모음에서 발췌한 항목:

########

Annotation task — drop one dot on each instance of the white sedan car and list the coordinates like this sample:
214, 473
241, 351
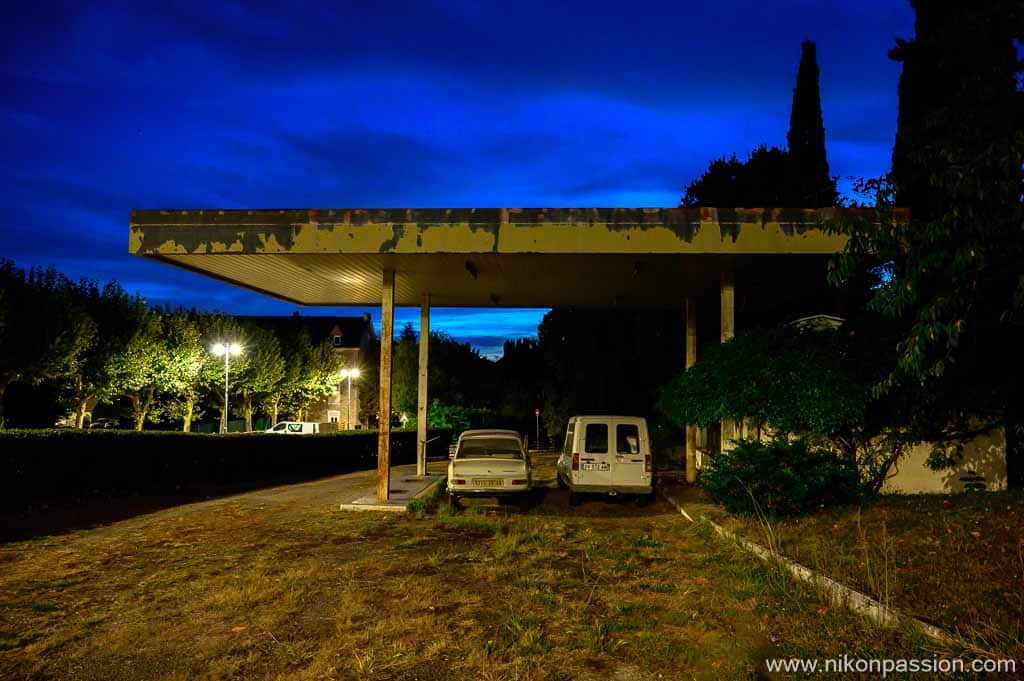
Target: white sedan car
487, 463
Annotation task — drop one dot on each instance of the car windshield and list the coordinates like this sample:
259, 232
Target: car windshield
494, 448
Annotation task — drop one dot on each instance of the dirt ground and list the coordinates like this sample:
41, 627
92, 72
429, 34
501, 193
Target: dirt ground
953, 560
280, 584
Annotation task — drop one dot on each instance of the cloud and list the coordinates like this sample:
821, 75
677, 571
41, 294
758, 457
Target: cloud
445, 102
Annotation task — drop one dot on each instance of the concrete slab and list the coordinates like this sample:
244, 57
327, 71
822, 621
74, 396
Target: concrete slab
403, 488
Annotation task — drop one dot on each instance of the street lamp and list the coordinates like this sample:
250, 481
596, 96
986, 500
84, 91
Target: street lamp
349, 374
225, 350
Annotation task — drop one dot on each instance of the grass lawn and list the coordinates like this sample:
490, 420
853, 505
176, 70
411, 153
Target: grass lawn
282, 585
956, 561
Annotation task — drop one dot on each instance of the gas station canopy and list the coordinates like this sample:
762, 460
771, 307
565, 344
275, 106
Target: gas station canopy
487, 257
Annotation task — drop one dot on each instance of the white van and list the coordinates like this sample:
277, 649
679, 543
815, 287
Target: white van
294, 428
606, 455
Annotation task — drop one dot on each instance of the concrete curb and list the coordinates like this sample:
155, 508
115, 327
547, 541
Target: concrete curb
393, 506
836, 593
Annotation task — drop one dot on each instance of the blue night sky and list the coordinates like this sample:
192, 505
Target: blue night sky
109, 107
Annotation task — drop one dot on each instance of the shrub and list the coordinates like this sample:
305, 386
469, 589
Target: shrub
780, 477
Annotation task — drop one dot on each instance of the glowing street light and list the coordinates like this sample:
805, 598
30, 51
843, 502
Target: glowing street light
349, 374
225, 350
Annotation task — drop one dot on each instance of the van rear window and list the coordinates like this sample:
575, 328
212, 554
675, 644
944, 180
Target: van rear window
597, 438
628, 438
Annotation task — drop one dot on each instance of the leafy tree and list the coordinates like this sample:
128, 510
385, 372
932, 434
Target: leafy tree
116, 315
263, 372
186, 357
792, 382
139, 371
44, 328
951, 284
221, 329
812, 184
519, 378
370, 383
797, 177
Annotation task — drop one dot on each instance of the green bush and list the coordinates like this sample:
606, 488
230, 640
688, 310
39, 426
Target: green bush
779, 477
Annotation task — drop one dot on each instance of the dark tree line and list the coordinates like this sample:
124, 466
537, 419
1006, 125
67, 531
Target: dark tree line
90, 344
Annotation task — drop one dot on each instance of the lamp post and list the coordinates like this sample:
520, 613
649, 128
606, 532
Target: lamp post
225, 350
349, 374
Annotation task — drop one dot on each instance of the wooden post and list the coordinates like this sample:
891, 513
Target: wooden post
728, 324
384, 413
421, 393
691, 358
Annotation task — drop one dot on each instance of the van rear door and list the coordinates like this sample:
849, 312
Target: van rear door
629, 461
597, 455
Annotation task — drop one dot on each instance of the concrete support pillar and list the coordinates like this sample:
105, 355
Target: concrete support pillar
728, 325
691, 358
384, 413
421, 394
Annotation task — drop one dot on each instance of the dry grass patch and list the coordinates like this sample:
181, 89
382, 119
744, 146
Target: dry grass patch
294, 591
955, 561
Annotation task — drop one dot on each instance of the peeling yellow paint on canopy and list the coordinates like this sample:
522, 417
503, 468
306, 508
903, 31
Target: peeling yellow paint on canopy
492, 257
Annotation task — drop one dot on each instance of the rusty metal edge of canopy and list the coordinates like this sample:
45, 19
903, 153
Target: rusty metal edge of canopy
540, 230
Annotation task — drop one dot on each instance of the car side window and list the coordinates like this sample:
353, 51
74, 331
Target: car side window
597, 438
628, 438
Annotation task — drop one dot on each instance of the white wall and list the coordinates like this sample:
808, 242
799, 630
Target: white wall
984, 458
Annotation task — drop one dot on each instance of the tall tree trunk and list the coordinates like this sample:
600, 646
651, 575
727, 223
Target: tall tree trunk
189, 408
80, 405
3, 388
249, 412
144, 408
137, 411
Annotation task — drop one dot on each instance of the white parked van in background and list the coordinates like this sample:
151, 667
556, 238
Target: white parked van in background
606, 455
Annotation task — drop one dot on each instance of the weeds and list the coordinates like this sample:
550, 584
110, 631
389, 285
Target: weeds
600, 637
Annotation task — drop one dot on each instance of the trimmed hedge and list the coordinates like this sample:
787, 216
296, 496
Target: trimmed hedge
52, 466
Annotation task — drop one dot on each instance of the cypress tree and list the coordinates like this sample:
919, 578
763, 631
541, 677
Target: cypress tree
807, 135
957, 95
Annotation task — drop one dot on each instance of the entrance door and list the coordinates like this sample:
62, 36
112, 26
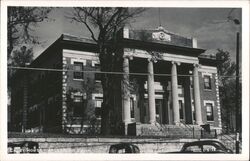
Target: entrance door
158, 110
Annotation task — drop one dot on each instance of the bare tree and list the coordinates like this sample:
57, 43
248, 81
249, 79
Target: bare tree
103, 25
20, 23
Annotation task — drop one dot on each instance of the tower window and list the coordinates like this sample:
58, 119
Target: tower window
207, 82
78, 68
210, 115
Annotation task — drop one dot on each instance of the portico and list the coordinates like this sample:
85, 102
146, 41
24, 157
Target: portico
172, 74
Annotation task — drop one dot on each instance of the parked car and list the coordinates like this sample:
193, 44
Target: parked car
23, 147
124, 148
204, 146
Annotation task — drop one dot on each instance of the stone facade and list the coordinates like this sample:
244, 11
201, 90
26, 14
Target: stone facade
177, 84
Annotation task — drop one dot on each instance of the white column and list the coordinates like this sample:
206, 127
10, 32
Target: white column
126, 94
174, 85
197, 100
151, 92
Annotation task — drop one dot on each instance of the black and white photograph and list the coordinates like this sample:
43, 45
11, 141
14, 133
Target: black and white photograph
163, 80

########

- [과제 안내] "of the tower"라는 문구가 들어 있는 줄에서 시작해 항목의 마지막 줄까지, 양 끝을 포함한 줄들을 "번호"와 "내용" 두 열의 마크다운 표로 정리하세요. "번호" 열에는 행 번호를, "내용" 열에는 해당 줄을 쓰고 빈 줄은 넣지 마세요.

- [전체 답변]
| 번호 | 내용 |
|---|---|
| 1 | Annotation task — drop one dot on each instance of the tower window and list the coordinates like this sample: |
| 2 | 58, 119 |
| 3 | Target: tower window |
| 4 | 207, 82 |
| 5 | 78, 68 |
| 6 | 210, 115 |
| 7 | Annotation task — drop one dot on each instance of the portico and list the coordinates like this sample: |
| 8 | 85, 102 |
| 9 | 146, 41 |
| 10 | 24, 157 |
| 11 | Target: portico |
| 12 | 172, 74 |
| 13 | Annotation task — drop one dot on each instance of the parked car and list the coordinates like this sample: |
| 14 | 193, 44 |
| 15 | Target: parked car |
| 16 | 23, 147 |
| 17 | 124, 148 |
| 18 | 204, 146 |
| 19 | Annotation task — drop one dot on each instance of the stone facade and list the coordinates like this sample: |
| 20 | 244, 11 |
| 21 | 201, 90 |
| 22 | 26, 14 |
| 23 | Target: stone facade |
| 24 | 177, 84 |
| 25 | Annotation task — drop one dot on each instance of the white column and list the coordinates like this sample: |
| 26 | 206, 127 |
| 27 | 10, 32 |
| 28 | Target: white column |
| 29 | 126, 94 |
| 30 | 174, 85 |
| 31 | 197, 100 |
| 32 | 151, 92 |
| 33 | Annotation task — drop one dot on each instance of the black and white photograph and list the coordinates like this sample: |
| 34 | 43, 45 |
| 35 | 11, 141 |
| 36 | 14, 133 |
| 37 | Target: black and white photograph |
| 38 | 163, 80 |